*Entries from a point-annotation set*:
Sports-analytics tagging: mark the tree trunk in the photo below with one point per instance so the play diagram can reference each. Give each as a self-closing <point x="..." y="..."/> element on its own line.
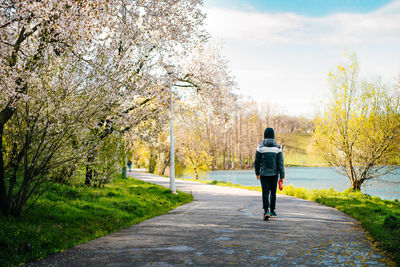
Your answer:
<point x="196" y="173"/>
<point x="166" y="165"/>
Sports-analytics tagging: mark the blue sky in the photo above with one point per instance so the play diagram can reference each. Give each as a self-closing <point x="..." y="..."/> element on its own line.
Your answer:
<point x="302" y="7"/>
<point x="282" y="51"/>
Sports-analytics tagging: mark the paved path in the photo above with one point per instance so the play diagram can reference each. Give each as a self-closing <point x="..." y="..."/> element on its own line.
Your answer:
<point x="224" y="226"/>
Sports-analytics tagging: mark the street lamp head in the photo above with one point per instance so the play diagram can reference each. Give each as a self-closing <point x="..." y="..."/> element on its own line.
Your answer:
<point x="170" y="69"/>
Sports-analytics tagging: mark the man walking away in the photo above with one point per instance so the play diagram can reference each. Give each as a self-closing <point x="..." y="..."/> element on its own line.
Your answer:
<point x="268" y="165"/>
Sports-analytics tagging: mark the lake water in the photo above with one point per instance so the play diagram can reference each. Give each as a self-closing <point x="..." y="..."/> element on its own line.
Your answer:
<point x="314" y="178"/>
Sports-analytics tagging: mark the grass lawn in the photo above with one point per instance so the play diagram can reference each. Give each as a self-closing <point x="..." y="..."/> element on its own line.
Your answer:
<point x="67" y="216"/>
<point x="381" y="218"/>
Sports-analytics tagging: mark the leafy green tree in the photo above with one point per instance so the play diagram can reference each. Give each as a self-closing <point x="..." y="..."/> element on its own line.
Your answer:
<point x="358" y="129"/>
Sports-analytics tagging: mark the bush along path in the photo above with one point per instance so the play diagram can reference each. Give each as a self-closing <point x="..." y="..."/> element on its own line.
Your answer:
<point x="67" y="216"/>
<point x="224" y="226"/>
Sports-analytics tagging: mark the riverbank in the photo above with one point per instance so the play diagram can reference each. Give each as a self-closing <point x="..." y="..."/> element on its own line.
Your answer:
<point x="381" y="218"/>
<point x="67" y="216"/>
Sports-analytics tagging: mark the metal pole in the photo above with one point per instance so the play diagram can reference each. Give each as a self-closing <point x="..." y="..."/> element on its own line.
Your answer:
<point x="172" y="160"/>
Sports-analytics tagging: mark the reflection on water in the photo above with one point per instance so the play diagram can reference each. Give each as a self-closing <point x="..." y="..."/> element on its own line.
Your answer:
<point x="315" y="177"/>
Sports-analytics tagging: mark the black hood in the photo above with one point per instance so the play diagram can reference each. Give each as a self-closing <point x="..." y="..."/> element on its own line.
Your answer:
<point x="269" y="133"/>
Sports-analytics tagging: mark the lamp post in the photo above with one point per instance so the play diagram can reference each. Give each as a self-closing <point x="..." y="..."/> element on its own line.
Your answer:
<point x="170" y="70"/>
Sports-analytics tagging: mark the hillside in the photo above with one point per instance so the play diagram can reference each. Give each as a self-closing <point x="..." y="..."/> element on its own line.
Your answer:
<point x="301" y="150"/>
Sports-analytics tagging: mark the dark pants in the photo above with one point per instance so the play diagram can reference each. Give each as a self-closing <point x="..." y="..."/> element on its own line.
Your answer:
<point x="268" y="185"/>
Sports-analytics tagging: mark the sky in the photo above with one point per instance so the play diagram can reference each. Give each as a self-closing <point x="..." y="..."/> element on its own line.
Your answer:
<point x="282" y="51"/>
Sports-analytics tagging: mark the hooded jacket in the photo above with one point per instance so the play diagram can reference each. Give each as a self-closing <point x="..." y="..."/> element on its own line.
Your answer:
<point x="269" y="159"/>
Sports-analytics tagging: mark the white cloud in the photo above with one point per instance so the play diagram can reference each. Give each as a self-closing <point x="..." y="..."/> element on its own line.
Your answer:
<point x="285" y="57"/>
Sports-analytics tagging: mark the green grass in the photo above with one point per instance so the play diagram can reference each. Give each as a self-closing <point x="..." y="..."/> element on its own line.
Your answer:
<point x="66" y="216"/>
<point x="381" y="218"/>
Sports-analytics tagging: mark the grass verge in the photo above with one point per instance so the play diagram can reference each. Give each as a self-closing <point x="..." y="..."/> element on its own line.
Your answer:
<point x="67" y="216"/>
<point x="381" y="218"/>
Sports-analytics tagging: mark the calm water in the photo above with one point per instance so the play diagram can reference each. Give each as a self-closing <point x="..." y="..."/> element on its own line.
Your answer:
<point x="314" y="178"/>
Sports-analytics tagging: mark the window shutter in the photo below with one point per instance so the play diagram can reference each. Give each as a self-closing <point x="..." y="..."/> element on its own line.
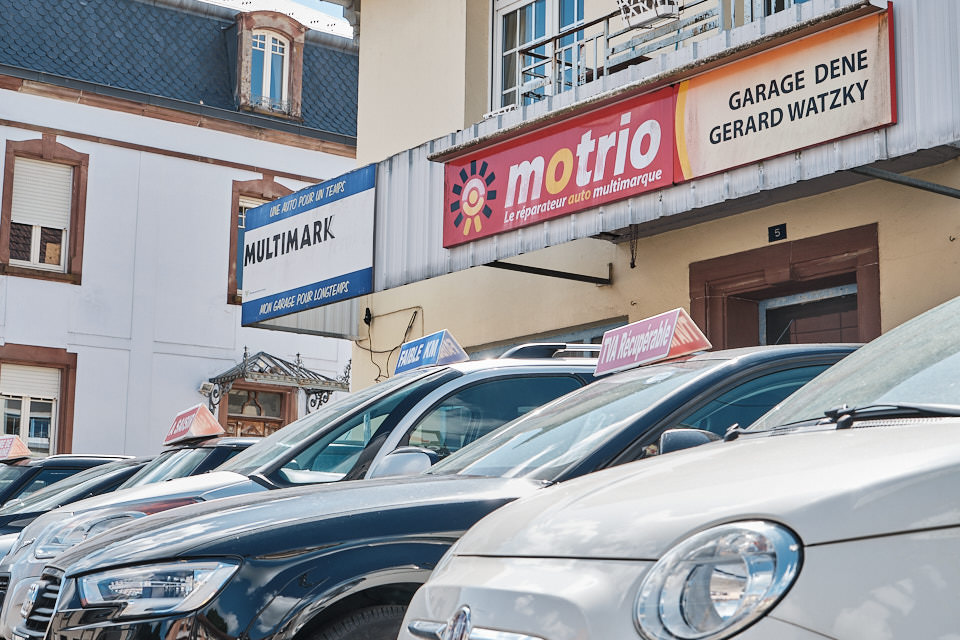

*Exercise instructions*: Collect each line in the records above that contains the string "metal", and copy every such line in full.

*Written response*:
Sports-analytics tagging: mark the metal pole in the photo above with one point per instance so the play diagram can reference each. Give each as a self-closing <point x="..." y="..."/> element on its own line.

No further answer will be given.